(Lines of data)
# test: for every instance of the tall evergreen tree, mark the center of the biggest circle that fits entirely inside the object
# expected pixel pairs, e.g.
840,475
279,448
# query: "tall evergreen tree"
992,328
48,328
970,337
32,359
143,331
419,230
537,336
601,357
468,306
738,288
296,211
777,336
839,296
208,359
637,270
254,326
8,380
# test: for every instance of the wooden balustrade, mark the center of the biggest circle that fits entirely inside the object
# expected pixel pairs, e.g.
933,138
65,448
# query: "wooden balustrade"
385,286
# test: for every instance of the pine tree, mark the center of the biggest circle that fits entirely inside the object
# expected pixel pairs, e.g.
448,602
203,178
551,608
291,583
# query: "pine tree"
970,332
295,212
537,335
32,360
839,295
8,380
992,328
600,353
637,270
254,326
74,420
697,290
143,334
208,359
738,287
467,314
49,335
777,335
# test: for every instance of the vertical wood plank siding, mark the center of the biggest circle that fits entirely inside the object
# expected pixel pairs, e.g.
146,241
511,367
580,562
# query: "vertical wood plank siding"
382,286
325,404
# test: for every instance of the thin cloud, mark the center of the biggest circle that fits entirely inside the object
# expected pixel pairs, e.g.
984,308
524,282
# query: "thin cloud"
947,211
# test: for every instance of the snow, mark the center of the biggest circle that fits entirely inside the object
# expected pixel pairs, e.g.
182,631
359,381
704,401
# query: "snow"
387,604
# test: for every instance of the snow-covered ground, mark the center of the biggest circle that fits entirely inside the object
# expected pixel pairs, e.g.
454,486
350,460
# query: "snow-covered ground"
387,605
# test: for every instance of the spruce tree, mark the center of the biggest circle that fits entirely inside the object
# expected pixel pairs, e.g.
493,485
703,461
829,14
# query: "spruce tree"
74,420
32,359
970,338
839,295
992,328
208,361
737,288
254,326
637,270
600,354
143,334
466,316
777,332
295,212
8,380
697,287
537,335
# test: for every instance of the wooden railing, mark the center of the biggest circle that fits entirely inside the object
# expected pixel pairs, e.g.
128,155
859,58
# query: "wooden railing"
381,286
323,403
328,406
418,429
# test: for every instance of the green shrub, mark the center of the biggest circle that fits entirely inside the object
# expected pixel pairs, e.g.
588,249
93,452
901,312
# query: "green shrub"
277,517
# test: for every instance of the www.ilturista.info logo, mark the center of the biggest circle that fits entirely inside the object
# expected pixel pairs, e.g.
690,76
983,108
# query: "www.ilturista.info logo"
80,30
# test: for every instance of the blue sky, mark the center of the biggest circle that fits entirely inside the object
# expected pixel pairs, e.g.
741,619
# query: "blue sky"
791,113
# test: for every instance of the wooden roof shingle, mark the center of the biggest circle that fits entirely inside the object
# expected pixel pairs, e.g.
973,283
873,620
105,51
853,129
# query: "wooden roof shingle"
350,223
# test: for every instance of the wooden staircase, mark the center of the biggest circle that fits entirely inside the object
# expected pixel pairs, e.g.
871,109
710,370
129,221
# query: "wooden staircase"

• [Exercise] Output the records verbatim, from the first line to the last.

• [Full answer]
# test: for every instance of the tall evergreen tree, mark the center of the biggest circle that fits entirely inside the object
# expected pixel pairs, e.g.
840,475
279,448
# query: "tall evergreen tree"
992,328
48,328
970,337
32,359
143,331
419,230
537,336
601,357
468,306
738,288
296,211
777,336
839,296
208,359
637,270
254,326
8,380
# test: for every instance of the wooden balustrade, mark the center of the biggest circle that fits entirely inside the object
# expected pixel pairs, e.g.
933,138
65,448
# query: "wooden balustrade"
385,286
# test: for every instance of the pine tree, mark the center of the biggest circle that fits entirely inside the object
# expected pixel pairs, e.g.
448,602
203,178
551,608
291,583
# query: "pine tree"
970,332
295,212
537,335
32,360
839,295
8,380
992,328
600,353
637,270
254,326
74,420
697,290
143,334
208,359
738,287
467,314
49,335
777,335
# test: for every instance of the vertical wood plank siding, mark the center of the biggest circle that fits entirely inside the object
# expected pixel pairs, e.g.
146,241
511,367
580,562
# query: "vertical wood plank siding"
382,286
325,404
# test: for every instance of the thin cloud, mark the center of the biggest circle that fits entirely inside the object
# expected pixel pairs, e.g.
984,308
524,282
# query: "thin cloud"
947,211
# test: for every instance of the snow, mark the center of the biggest circle that fits entirely inside the object
# expected pixel pairs, e.g.
182,631
359,381
704,401
# query: "snow"
387,604
# test: for every instance of the snow-covered ground, mark the center of the biggest circle that fits entirely inside the object
# expected pixel pairs, e.g.
454,486
350,460
# query: "snow-covered ground"
387,605
# test: for every instance of the spruce tree, mark the center of the biggest circle that fits entirely inside the object
# expected pixel pairs, e.g.
493,485
703,461
829,14
# query: "spruce tree"
74,420
32,359
970,338
839,295
992,328
208,361
737,288
254,326
637,270
600,354
143,334
466,316
777,332
295,212
8,380
697,287
537,335
# test: for every instance of the wooden railing, mark the center of the biggest circle that fits entirely inside the object
# expected pixel pairs, e.g.
128,155
859,58
# query: "wooden railing"
381,286
323,403
328,406
418,429
# test: for every instance of the green shrub, mark the center of the biggest circle that fits entirely inside the object
# expected pixel pairs, e.g.
588,249
93,452
901,312
# query: "green shrub"
277,517
# test: for every instance of the www.ilturista.info logo, mark the center of the biggest circle that fits entirely inside the object
# expected pixel pairs, e.g.
690,76
983,108
# query: "www.ilturista.info logo"
80,30
# test: for every instance of the blue sky, mark the center of the biggest circle that fits entirely inside the object
# expected pixel pairs, e.g.
741,619
# query: "blue sky"
791,113
# test: for every instance of the wooden roof shingle, mark the center of the biggest circle that fits entirely inside the object
# expected pixel pairs, e.g.
973,283
873,620
105,51
853,129
# query: "wooden roof shingle"
350,223
# test: for every instance of the wooden staircase, mark the center of the biggest circle that fits entirely inside the object
# expected pixel pairs, e.g.
871,109
710,370
129,221
# query: "wooden staircase"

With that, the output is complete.